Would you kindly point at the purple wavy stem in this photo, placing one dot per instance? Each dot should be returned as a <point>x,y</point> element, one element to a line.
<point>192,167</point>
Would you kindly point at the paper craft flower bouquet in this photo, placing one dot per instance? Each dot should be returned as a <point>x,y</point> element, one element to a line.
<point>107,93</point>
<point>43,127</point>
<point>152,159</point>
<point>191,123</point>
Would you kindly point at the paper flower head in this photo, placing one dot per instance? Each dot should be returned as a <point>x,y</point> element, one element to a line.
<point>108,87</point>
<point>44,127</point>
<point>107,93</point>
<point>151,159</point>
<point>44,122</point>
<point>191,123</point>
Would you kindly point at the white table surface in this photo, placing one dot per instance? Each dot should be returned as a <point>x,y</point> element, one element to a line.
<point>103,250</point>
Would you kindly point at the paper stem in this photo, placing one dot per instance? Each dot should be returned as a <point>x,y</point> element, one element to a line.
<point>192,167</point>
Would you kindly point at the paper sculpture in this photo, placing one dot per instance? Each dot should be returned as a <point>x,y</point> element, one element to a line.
+---+
TASK DETAILS:
Rescale the records above by repeating every line, requests included, with each x and y coordinate in the answers multiplied by 1.1 and rounded to a whole number (halves round up).

SOLUTION TO THIS PROBLEM:
Would you kindly point at the purple wavy stem in this photo, placing one dot per instance? Each dot should be returned as a <point>x,y</point> element, one element to a line.
<point>211,184</point>
Would you kindly point at the paper craft flower bouquet in this photo, placing one dot per instance? Each dot should be returned as a <point>x,y</point> element, one element to a line.
<point>118,102</point>
<point>47,140</point>
<point>167,175</point>
<point>210,135</point>
Would you kindly point at the paper flower head in this photo, placing one dot per instance? Each dot should be returned as a <point>x,y</point> element, one element to a line.
<point>119,96</point>
<point>48,140</point>
<point>118,102</point>
<point>166,175</point>
<point>48,134</point>
<point>210,135</point>
Would you kindly point at the white table surface in this photo, placing one dot per instance? Each dot should be returned as a <point>x,y</point> element, one element to a line.
<point>113,275</point>
Would you kindly point at the paper stem in this photo, placing one dot per instance? Each dot should be returned as a <point>x,y</point> element, one element to a line.
<point>211,184</point>
Would you kindly point at the paper sculpture in this photo, placing one dot per instance? Each dot should be returned as a <point>x,y</point> element, one element to a line.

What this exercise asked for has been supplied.